Segment Start: QUOTED PASSAGE

“Twisted Humanity:” A Memorial to the Victims of the Cambodian Genocide

The sculpture “Twisted Humanity” by David Ludeke and Jackson Vachal.
photo by J.D. LeRoy

Background: From 1975 to 1979 the government of Democratic Kampuchea, led by Pol Pot, committed a genocide resulting in the death of approximately one quarter of the nation’s seven million inhabitants.

After nearly a century of French colonial rule, Cambodia gained independence in 1954 under Prince Norodom Sihanouk. As corruption and economic struggles plagued Sihanouk’s Cambodia, the Cambodian communist group known as the Khmer Rouge (KR) gained support and initiated a rebellion. Once in power, the Khmer Rouge began to implement their vision of an agrarian society free of foreigners, ethnic minorities, and intellectualism—a pure society made up entirely of ethnic communist Khmers. The regime created a national program of forced agricultural labor, emptying city populations into the countryside to work. Approximately two million people perished. They were either executed or died of starvation and disease resulting from the Khmer Rouge policies. The genocide ended when Vietnamese invaded Democratic Kampuchea and installed a new government.

Despite the horrors in Cambodia, the United States and the United Nations did not intervene or attempt to prevent genocide. In America, inaction was due to a general disbelief in the reports of genocidal policies in Cambodia, to the “Southeast Asia fatigue” brought on by the Vietnam War, and to Cold War geopolitical concerns. At the UN, no national delegation seriously fought for consideration of action in response to the genocide. The UN genocide convention was essentially useless, lacking both US support and any means of enforcing genocide prevention.

Artist’s Statement: Our sculpture “Twisted Humanity,” a memorial to the victims of the Cambodian Genocide (1975–1979) provides an artistic interpretation of the horrors and injustice of the Cambodian Genocide. Through the selection of materials and construction of historically significant symbols, the piece aims to elicit empithy in the viewer for the victims of the genocide and outrage at the suffering they endured.

One look at “Twisted Humanity” begs the question: why reading glasses? In Pol Pot’s Democratic Kampuchea, intellectuals and professionals were among the many groups executed en masse. The massacres became so widespread that a person could be killed for something as arbitrary as speaking a foreign language—or wearing reading glasses.

In our sculpture, the glasses’ convergent lenses offer a double meaning: they represent the farsighted eyes of an international community whose political expediencies and self-interest prevented them from looking too closely at Cambodia in the 1970s.

Segment End: QUOTED PASSAGE

EXERCISE:
Rewrite the paragraph of the Cambodian genocide memorial text that begins "Despite the horrors in Cambodia" as a bulleted list, keeping its main facts. The data isn't needed for this work.

Segment Start: GIVEN ENTRIES

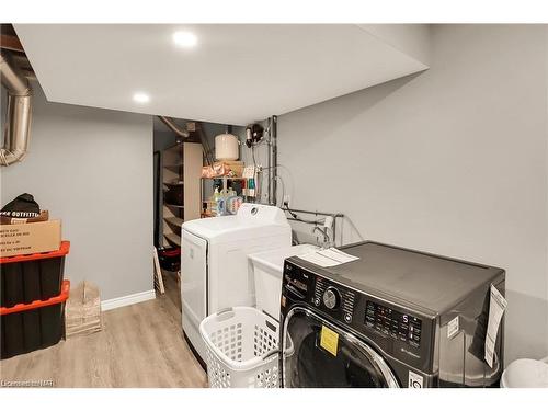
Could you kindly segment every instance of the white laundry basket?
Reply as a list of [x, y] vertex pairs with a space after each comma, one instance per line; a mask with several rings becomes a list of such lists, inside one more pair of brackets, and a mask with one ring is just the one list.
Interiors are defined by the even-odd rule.
[[205, 318], [199, 333], [209, 387], [279, 387], [277, 321], [252, 307], [227, 308]]

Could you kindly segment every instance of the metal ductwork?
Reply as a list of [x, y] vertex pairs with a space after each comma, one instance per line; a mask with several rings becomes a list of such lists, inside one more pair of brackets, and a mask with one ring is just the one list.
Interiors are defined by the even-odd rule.
[[3, 147], [0, 164], [5, 167], [22, 161], [31, 139], [32, 89], [28, 80], [15, 68], [10, 57], [0, 54], [2, 85], [8, 91]]

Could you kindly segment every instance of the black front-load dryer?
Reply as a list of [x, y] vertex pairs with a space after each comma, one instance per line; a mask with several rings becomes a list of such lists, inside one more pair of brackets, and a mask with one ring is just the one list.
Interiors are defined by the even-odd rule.
[[[285, 261], [283, 387], [496, 384], [501, 344], [490, 367], [480, 319], [490, 284], [504, 292], [504, 271], [375, 242], [344, 251], [359, 260], [330, 269], [298, 256]], [[460, 330], [449, 339], [455, 317]]]

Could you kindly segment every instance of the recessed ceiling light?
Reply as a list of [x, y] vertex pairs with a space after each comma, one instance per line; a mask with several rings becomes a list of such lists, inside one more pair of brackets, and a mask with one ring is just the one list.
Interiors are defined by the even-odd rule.
[[144, 92], [137, 92], [134, 94], [134, 101], [137, 103], [148, 103], [150, 101], [150, 96], [147, 93]]
[[175, 32], [173, 33], [173, 43], [180, 47], [192, 48], [198, 43], [198, 37], [191, 32]]

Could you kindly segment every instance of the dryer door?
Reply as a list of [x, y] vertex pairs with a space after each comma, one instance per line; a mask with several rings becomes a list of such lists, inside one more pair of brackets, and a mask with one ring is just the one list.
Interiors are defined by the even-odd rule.
[[375, 350], [309, 309], [287, 313], [283, 346], [284, 387], [399, 387]]

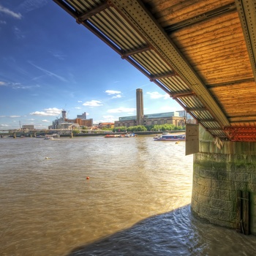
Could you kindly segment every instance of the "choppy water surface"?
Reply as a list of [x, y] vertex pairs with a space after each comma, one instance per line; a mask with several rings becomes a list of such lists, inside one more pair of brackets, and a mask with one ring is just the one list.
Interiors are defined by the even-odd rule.
[[0, 255], [255, 255], [255, 236], [193, 217], [184, 149], [151, 137], [1, 138]]

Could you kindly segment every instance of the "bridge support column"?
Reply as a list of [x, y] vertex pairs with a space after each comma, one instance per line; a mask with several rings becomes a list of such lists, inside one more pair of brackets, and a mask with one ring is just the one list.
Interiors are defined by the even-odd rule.
[[[228, 141], [219, 149], [202, 127], [200, 137], [200, 152], [194, 154], [192, 212], [227, 227], [242, 224], [243, 233], [247, 225], [256, 235], [256, 143]], [[248, 199], [238, 196], [245, 194], [249, 195], [247, 224], [241, 221], [246, 210], [238, 204]]]

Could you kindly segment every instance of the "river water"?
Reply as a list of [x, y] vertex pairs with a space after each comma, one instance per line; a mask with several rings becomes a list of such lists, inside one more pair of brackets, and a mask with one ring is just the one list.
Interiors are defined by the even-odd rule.
[[152, 137], [1, 138], [0, 255], [255, 255], [255, 236], [192, 214], [184, 152]]

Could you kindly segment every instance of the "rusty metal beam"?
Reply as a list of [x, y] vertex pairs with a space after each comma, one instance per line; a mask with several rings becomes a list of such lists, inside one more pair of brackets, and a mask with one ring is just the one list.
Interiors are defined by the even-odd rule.
[[135, 49], [132, 50], [123, 51], [121, 57], [121, 59], [127, 59], [128, 56], [130, 56], [132, 55], [140, 53], [143, 53], [143, 52], [146, 51], [146, 50], [151, 50], [152, 49], [153, 49], [153, 48], [151, 46], [144, 45], [140, 48]]
[[256, 1], [235, 0], [256, 82]]
[[159, 75], [151, 75], [150, 80], [152, 82], [155, 80], [159, 80], [159, 79], [162, 79], [162, 78], [167, 78], [173, 77], [175, 75], [177, 75], [177, 74], [174, 72], [170, 72], [169, 73]]
[[[206, 108], [189, 108], [187, 111], [206, 111], [207, 110]], [[216, 120], [215, 120], [216, 121]]]
[[187, 91], [184, 93], [178, 93], [178, 94], [172, 94], [170, 97], [173, 97], [173, 99], [176, 98], [182, 98], [185, 97], [192, 97], [192, 96], [196, 96], [195, 93], [194, 91]]
[[105, 10], [107, 8], [109, 8], [110, 6], [108, 3], [108, 1], [105, 1], [104, 3], [102, 3], [102, 4], [99, 5], [97, 7], [91, 10], [91, 11], [86, 12], [86, 13], [83, 13], [81, 15], [80, 15], [76, 20], [77, 23], [78, 24], [80, 24], [83, 20], [86, 20], [87, 19], [89, 19], [90, 17], [94, 16], [95, 15], [97, 15], [97, 13]]
[[111, 3], [134, 29], [160, 53], [161, 58], [173, 67], [219, 125], [228, 126], [227, 118], [206, 86], [143, 3], [127, 0], [111, 0]]
[[192, 24], [197, 23], [198, 22], [211, 18], [214, 16], [219, 15], [225, 13], [225, 12], [232, 12], [232, 11], [234, 11], [236, 10], [236, 7], [235, 4], [227, 4], [225, 6], [213, 10], [212, 11], [203, 13], [198, 16], [193, 17], [192, 18], [179, 22], [179, 23], [176, 23], [174, 25], [166, 26], [164, 29], [165, 29], [165, 31], [169, 34], [171, 32], [176, 31], [178, 29], [182, 29], [185, 26], [191, 26]]

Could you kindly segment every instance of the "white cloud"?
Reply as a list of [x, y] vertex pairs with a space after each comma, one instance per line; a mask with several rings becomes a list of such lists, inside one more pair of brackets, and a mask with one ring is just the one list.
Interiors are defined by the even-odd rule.
[[16, 35], [17, 38], [18, 39], [23, 39], [25, 38], [24, 34], [22, 33], [21, 30], [17, 27], [14, 28], [14, 34]]
[[83, 105], [89, 107], [99, 107], [102, 106], [102, 104], [99, 100], [91, 100], [90, 102], [84, 102]]
[[161, 94], [158, 91], [147, 92], [147, 94], [150, 95], [151, 99], [160, 99], [164, 98], [164, 99], [170, 99], [170, 95], [167, 94]]
[[62, 110], [56, 108], [45, 108], [44, 111], [35, 111], [29, 113], [31, 116], [57, 116], [61, 113]]
[[50, 76], [50, 77], [53, 77], [53, 78], [58, 78], [59, 80], [60, 80], [62, 81], [62, 82], [67, 82], [67, 80], [64, 78], [63, 78], [63, 77], [61, 77], [61, 76], [60, 76], [60, 75], [56, 75], [56, 74], [54, 74], [54, 73], [53, 73], [52, 72], [48, 71], [48, 70], [46, 70], [46, 69], [43, 69], [43, 68], [42, 68], [42, 67], [38, 67], [38, 66], [35, 65], [34, 63], [32, 63], [31, 61], [28, 61], [28, 62], [29, 62], [31, 65], [32, 65], [33, 67], [36, 67], [37, 69], [38, 69], [42, 71], [45, 75], [48, 75], [48, 76]]
[[0, 5], [0, 12], [3, 12], [17, 19], [20, 19], [22, 17], [20, 13], [14, 12], [10, 9], [3, 7], [1, 5]]
[[107, 93], [108, 95], [112, 95], [112, 94], [121, 94], [121, 91], [113, 91], [113, 90], [107, 90], [107, 91], [105, 91], [105, 93]]
[[34, 86], [24, 86], [20, 83], [13, 83], [13, 82], [5, 83], [2, 81], [0, 81], [0, 86], [8, 86], [14, 89], [23, 89], [23, 90], [40, 87], [40, 86], [39, 86], [38, 84], [36, 84]]
[[105, 91], [108, 95], [114, 95], [111, 99], [117, 99], [117, 98], [121, 98], [121, 91], [113, 91], [113, 90], [107, 90]]
[[41, 8], [48, 4], [48, 0], [26, 0], [20, 6], [24, 12], [29, 12], [36, 9]]
[[113, 96], [112, 99], [120, 99], [121, 98], [121, 96], [120, 94], [117, 94], [116, 96]]
[[131, 113], [136, 110], [136, 108], [118, 108], [108, 110], [108, 113]]

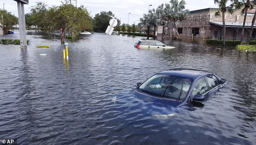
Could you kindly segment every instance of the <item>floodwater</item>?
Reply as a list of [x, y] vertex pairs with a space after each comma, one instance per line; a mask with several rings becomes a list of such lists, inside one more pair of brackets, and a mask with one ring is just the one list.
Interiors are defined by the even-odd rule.
[[[108, 36], [101, 47], [105, 35], [94, 33], [69, 42], [67, 61], [59, 37], [29, 34], [27, 49], [0, 44], [0, 137], [17, 138], [19, 145], [256, 142], [256, 53], [190, 39], [164, 41], [172, 50], [137, 50], [142, 37], [122, 35]], [[190, 107], [132, 94], [137, 81], [174, 67], [211, 71], [228, 83]]]

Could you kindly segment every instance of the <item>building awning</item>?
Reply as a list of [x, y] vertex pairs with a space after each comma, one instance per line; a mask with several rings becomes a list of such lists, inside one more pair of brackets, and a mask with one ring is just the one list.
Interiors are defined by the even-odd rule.
[[[221, 21], [210, 21], [210, 23], [216, 25], [218, 26], [223, 27], [223, 23]], [[234, 28], [242, 28], [243, 27], [243, 23], [241, 22], [226, 22], [226, 27], [234, 27]], [[252, 26], [252, 23], [246, 23], [245, 27], [250, 28]], [[256, 28], [256, 24], [254, 23], [254, 27]]]

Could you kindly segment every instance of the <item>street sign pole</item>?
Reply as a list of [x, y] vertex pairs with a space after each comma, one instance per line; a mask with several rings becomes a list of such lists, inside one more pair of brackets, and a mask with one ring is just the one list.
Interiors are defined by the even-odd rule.
[[114, 30], [114, 27], [118, 25], [118, 21], [115, 19], [112, 19], [109, 21], [109, 25], [109, 25], [107, 27], [107, 30], [106, 30], [106, 31], [105, 33], [107, 33], [106, 35], [106, 37], [105, 37], [105, 39], [104, 39], [104, 40], [103, 41], [103, 43], [102, 43], [102, 45], [101, 47], [103, 46], [103, 44], [107, 38], [107, 36], [108, 35], [111, 35], [112, 34], [112, 32], [113, 32], [113, 30]]

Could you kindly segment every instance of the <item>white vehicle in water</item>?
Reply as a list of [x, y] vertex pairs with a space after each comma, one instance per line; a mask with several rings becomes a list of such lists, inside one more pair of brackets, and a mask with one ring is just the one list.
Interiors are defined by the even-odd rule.
[[90, 35], [92, 34], [92, 33], [90, 32], [89, 32], [88, 31], [84, 31], [84, 32], [82, 32], [80, 33], [80, 34], [82, 35]]
[[175, 47], [168, 46], [156, 40], [141, 39], [137, 41], [134, 47], [137, 49], [172, 49]]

Segment End: GIVEN ENTRIES

REPLY TO THE EXERCISE:
- The United States and the United Nations neither intervened nor tried to prevent the genocide in Cambodia.
- In America, inaction came from general disbelief in reports of genocidal policies, "Southeast Asia fatigue" from the Vietnam War, and Cold War geopolitical concerns.
- At the UN, no national delegation seriously pushed for action in response to the genocide.
- The UN genocide convention was essentially useless, lacking both US support and any means of enforcing genocide prevention.